• EXTRACT TO READ:
§ §

News & Events
Melissa M. Tanner, a Mechanical Engineering graduate student, is the student lead for a new Keck Institute for Space Studies (KISS) mini-program called, Tools and Algorithms for Sampling in Extreme Terrain. This program will give a handful of undergraduate students the opportunity to help develop instruments for an extreme-terrain rover called Axel, which could one day be used to explore the moon, Mars, or an asteroid. The Caltech faculty mentor to the mini-program is Joel W. Burdick, Professor of Mechanical Engineering and Bioengineering, who is part of the Caltech and JPL team developing Axel. [Caltech Feature]
Hyuck Choo, Dennis Kochmann, and Austin Minnich focus on quite different challenges, but they all home in on the nanoscale. "Caltech and EAS take pride in lowering the barriers between disciplines to create collaborative environments for researchers such as Hyuck, Dennis, and Austin to work on a variety of topics including understanding and predicting behavior of materials at the nanoscale, which already is an area of strength within EAS," says Ares Rosakis, Theodore von Karman Professor of Aeronautics and Professor of Mechanical Engineering; Chair, Division of Engineering and Applied Science. [Caltech Feature]
Hydrodynamics of Pumps, a book written by Christopher E. Brennen, Richard L. and Dorothy M. Hayman Professor of Mechanical Engineering, Emeritus, which was originally published in 1994 by Oxford University Press and Concepts ETI has now been published in Japanese, Farsi, and Chinese translations. Professor Tsujimoto composed the Japanese translation which was published by Osaka University Press. Most recently Cambridge University Press concluded an agreement with Jiangsu University Press for the publication (in both hardback and paperback) of the translation by Dr. Pan Zhongyong of Jiangsu University.

§ §

[Items from a dataset]
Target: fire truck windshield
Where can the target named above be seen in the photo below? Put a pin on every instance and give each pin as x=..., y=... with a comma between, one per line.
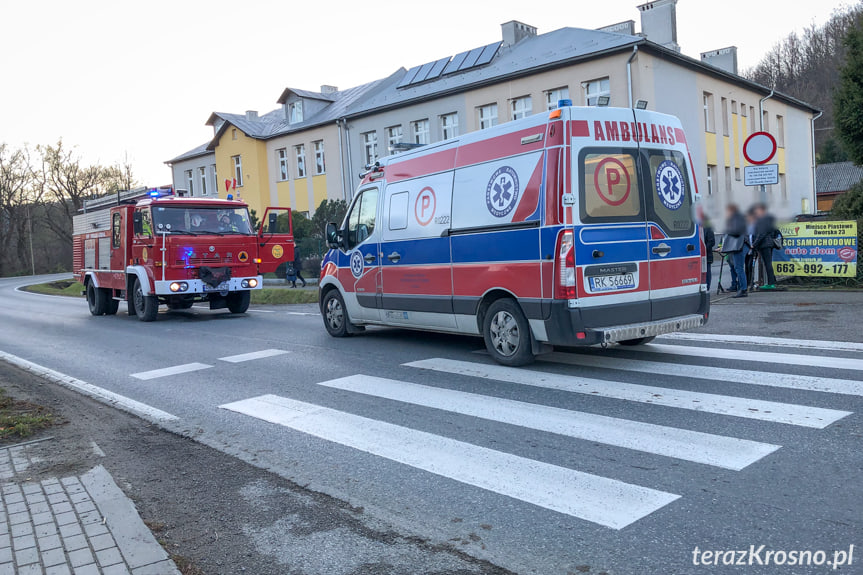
x=201, y=220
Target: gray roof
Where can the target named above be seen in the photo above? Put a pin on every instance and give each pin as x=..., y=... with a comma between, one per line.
x=838, y=177
x=193, y=153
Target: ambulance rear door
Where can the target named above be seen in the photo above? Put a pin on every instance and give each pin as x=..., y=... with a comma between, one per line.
x=611, y=257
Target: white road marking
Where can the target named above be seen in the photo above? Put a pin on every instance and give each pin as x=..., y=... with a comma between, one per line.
x=717, y=450
x=746, y=355
x=601, y=500
x=790, y=413
x=790, y=381
x=103, y=395
x=253, y=355
x=771, y=341
x=174, y=370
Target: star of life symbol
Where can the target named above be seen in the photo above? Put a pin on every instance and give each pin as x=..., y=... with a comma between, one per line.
x=669, y=185
x=501, y=194
x=357, y=264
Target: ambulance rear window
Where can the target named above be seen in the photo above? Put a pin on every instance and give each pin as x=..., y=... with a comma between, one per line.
x=609, y=186
x=669, y=189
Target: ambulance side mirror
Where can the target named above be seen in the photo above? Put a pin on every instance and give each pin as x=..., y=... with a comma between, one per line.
x=137, y=224
x=333, y=236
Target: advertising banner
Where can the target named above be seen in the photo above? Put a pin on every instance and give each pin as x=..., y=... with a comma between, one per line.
x=820, y=249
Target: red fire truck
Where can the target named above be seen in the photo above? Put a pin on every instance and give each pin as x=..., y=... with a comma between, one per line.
x=149, y=247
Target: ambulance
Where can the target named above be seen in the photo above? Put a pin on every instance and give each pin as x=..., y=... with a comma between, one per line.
x=573, y=227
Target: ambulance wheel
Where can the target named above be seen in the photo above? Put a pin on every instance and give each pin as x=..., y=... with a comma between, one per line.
x=112, y=305
x=96, y=300
x=335, y=315
x=507, y=333
x=638, y=340
x=146, y=306
x=238, y=302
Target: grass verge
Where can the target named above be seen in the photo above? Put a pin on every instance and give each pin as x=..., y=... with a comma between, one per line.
x=280, y=296
x=63, y=287
x=21, y=418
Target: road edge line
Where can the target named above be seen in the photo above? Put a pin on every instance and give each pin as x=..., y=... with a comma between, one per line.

§ §

• AIM OF THE TASK:
According to the news page, into which languages has Hydrodynamics of Pumps been translated?

• THE COMPLETED TASK:
Japanese, Farsi, and Chinese.